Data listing
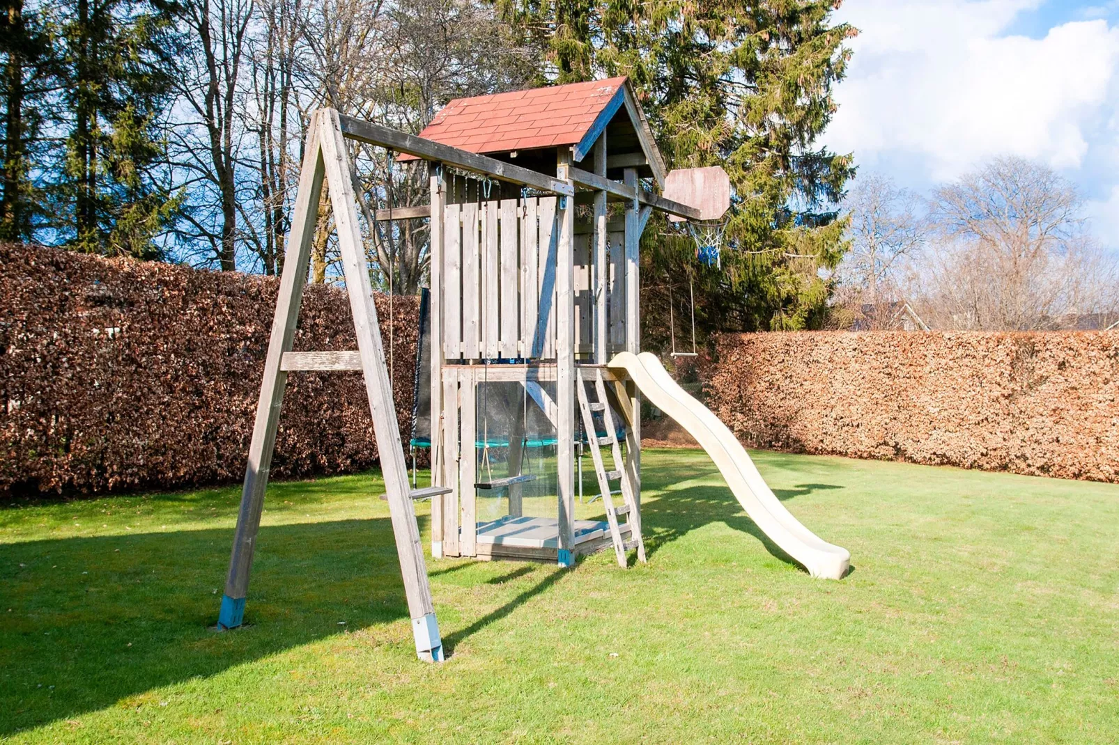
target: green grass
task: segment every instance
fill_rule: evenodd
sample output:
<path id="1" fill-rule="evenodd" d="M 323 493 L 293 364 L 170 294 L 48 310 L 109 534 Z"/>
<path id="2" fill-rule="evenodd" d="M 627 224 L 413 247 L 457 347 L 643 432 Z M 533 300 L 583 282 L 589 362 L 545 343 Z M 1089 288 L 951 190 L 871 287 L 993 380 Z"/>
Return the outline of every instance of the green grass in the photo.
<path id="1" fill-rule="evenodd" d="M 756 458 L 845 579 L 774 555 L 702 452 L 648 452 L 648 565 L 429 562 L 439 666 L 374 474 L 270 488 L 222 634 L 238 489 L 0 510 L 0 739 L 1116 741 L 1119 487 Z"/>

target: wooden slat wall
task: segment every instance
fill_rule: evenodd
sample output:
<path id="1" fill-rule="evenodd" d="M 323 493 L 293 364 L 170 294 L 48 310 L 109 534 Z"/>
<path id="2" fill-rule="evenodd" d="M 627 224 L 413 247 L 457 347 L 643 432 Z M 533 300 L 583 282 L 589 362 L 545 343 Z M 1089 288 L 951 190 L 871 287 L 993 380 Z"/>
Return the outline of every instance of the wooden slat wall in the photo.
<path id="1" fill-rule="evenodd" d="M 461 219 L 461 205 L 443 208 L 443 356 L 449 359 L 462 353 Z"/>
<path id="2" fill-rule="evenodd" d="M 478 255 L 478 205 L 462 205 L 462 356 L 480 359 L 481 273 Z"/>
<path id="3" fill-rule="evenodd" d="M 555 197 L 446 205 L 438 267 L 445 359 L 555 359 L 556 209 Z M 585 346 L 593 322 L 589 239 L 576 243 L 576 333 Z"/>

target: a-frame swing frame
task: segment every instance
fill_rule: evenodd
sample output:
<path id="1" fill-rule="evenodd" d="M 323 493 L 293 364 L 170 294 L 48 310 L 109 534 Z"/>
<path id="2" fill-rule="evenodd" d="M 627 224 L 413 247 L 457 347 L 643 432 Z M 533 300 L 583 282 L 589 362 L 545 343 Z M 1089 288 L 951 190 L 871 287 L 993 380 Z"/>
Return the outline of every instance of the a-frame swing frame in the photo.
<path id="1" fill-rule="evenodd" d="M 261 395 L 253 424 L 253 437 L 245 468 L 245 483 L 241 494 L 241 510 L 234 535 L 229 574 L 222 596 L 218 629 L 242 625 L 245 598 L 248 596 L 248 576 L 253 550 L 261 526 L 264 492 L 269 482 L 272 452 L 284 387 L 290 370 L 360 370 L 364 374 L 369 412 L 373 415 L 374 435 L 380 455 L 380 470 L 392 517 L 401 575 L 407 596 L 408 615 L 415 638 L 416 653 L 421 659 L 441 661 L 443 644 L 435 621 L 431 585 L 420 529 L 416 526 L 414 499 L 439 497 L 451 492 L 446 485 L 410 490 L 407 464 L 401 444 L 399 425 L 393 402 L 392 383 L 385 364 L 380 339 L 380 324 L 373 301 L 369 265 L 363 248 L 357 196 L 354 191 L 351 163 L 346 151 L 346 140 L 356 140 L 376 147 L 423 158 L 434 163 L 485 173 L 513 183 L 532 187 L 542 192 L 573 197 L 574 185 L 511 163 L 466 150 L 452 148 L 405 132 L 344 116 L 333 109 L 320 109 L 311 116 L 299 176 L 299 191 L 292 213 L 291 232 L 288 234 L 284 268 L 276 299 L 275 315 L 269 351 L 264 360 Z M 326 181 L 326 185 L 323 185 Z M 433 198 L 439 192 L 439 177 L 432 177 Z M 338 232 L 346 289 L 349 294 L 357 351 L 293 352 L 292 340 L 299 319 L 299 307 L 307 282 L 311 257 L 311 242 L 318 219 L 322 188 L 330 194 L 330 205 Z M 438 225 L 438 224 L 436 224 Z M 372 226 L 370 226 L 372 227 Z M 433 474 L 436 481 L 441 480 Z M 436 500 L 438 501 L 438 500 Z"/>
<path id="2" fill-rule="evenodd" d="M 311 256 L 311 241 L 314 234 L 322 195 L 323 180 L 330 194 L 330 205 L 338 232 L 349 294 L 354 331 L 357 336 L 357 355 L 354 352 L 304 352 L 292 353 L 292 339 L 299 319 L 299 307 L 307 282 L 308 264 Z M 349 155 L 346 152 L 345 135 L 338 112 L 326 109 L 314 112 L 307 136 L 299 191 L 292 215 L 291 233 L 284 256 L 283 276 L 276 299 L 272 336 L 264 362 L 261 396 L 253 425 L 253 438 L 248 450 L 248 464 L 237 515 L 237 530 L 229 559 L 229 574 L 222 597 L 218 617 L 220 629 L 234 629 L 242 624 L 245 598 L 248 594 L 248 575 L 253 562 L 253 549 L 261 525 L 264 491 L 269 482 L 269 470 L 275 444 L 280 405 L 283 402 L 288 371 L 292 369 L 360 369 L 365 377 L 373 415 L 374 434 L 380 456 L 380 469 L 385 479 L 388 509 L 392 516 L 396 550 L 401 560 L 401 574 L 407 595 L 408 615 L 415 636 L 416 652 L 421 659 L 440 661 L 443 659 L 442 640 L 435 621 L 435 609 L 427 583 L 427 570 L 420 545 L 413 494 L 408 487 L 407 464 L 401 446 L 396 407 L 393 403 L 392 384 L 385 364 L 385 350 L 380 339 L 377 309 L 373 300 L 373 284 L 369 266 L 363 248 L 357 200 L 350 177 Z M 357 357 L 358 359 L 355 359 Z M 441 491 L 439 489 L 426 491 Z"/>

## STATED PROBLEM
Take the lines from the one containing "target: a-frame swing frame" through the one containing "Return the outline of every instance of the a-frame", switch "swing frame" to "swing set", and write those lines out again with nothing else changed.

## RESPONSE TO THIS TASK
target: a-frame swing set
task: segment every instance
fill_rule: evenodd
sample output:
<path id="1" fill-rule="evenodd" d="M 323 493 L 293 364 L 170 294 L 48 310 L 109 534 Z"/>
<path id="2" fill-rule="evenodd" d="M 627 224 L 413 247 L 457 347 L 643 432 Z M 533 300 L 583 282 L 589 362 L 545 343 Z M 1089 288 L 951 190 L 871 287 L 993 380 Z"/>
Return the outline of every instance of the a-frame swing set in the photo.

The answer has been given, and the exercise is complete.